Biomedical applications returned in the penultimate plenary of the event. Pietro Matricardi, Professor at the University of Rome “La Spienza”, spoke about his work with hydrogels (gels with high water content) based on polysaccharides (natural polymers composed of long chains of simple sugars, monosaccharides). Matricardi explained that the hydrogel combined with the polysaccharide can form an intelligent material capable of adhering to living tissues, covering their surface without leaving interstices and interacting positively with them. The gel can also be carried with some drug or compound, which will be released gradually into living tissues. In collaboration with a dentist, Matricardi tested the effects of his hydrogel, loaded with an anti-inflammatory and hydroxyapatite (used for bone regeneration) in patients with severe periodontitis, and they could see very good results. In its nano version, when properly manufactured the hydrogel can carry one or more drugs within the organism and deliver them at the right measure and place. Such is the case of a prostate cancer treatment drug which should be administered together with an anti-inflammatory. Nanohydrogels, whether or not loaded with drugs, may also function to treat skin bacterial infections, as demonstrated by good results from studies conducted with rats by Matricardi.

* [PROVIDED RECORDS]:
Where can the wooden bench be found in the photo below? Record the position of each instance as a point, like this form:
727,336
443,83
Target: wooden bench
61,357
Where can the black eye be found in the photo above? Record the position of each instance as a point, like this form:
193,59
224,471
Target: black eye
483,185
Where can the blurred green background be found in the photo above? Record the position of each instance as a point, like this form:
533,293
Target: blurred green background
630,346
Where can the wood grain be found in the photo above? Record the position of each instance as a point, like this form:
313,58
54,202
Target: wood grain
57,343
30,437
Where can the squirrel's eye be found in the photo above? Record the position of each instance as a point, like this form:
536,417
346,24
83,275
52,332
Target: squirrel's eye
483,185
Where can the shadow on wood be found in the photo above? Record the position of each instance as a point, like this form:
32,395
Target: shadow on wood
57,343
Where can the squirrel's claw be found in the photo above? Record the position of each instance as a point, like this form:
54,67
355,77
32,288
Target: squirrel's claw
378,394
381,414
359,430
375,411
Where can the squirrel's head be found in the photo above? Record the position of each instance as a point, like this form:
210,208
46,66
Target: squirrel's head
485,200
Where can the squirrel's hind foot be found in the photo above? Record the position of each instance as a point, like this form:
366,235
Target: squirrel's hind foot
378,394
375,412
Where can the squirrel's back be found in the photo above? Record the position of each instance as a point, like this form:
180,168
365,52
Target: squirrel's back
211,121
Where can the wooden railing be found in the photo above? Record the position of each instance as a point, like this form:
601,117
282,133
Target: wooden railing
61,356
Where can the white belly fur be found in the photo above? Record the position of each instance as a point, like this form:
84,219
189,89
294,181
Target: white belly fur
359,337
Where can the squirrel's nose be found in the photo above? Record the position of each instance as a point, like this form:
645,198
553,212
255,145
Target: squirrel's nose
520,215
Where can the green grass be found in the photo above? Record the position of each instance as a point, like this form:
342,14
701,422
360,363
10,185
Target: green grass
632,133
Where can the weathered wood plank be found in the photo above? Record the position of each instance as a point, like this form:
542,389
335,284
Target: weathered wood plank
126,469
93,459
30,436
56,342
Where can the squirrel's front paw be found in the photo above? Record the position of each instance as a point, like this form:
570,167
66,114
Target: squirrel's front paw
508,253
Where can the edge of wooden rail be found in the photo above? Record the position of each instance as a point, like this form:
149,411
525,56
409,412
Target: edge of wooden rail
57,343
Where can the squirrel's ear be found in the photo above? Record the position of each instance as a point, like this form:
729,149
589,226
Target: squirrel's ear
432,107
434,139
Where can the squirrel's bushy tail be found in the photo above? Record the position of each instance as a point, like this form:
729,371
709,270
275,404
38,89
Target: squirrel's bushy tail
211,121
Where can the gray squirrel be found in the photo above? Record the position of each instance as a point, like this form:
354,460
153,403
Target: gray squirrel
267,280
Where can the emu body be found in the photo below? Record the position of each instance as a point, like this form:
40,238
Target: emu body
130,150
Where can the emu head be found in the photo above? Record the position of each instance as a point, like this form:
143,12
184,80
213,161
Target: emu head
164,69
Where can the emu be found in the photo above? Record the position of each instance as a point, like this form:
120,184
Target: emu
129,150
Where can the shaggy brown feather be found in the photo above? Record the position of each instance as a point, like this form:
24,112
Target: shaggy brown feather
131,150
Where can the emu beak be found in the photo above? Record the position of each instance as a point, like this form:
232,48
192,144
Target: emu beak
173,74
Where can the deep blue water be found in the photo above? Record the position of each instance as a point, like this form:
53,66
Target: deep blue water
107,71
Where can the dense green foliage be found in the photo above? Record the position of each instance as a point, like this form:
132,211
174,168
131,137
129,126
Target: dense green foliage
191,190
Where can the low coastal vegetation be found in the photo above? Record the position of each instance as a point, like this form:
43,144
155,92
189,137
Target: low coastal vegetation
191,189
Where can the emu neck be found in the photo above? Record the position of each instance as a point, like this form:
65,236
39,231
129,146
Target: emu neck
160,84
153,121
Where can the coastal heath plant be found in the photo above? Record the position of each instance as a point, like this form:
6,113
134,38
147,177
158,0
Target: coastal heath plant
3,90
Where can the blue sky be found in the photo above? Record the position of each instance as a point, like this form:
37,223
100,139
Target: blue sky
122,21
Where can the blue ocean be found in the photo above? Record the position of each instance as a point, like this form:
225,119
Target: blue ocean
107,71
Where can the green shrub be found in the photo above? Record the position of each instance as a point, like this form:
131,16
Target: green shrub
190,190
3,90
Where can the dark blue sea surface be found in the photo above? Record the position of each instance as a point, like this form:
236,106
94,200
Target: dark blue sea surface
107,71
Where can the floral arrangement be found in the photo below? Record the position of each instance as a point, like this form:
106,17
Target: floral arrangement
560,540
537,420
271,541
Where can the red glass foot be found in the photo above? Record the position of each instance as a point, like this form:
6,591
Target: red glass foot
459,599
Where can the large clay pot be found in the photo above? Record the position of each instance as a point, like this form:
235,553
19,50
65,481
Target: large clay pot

* [REQUIRED WORK]:
Answer these questions about the passage on polysaccharide hydrogels:
(a) What is hydroxyapatite used for?
(b) In which patients was the hydrogel tested together with a dentist?
(c) What kind of infections may nanohydrogels treat, and in which animals were the studies conducted?
The records aren't needed for this.

* [RESULT OF THIS EXERCISE]:
(a) Bone regeneration.
(b) Patients with severe periodontitis.
(c) Skin bacterial infections; the studies were conducted with rats.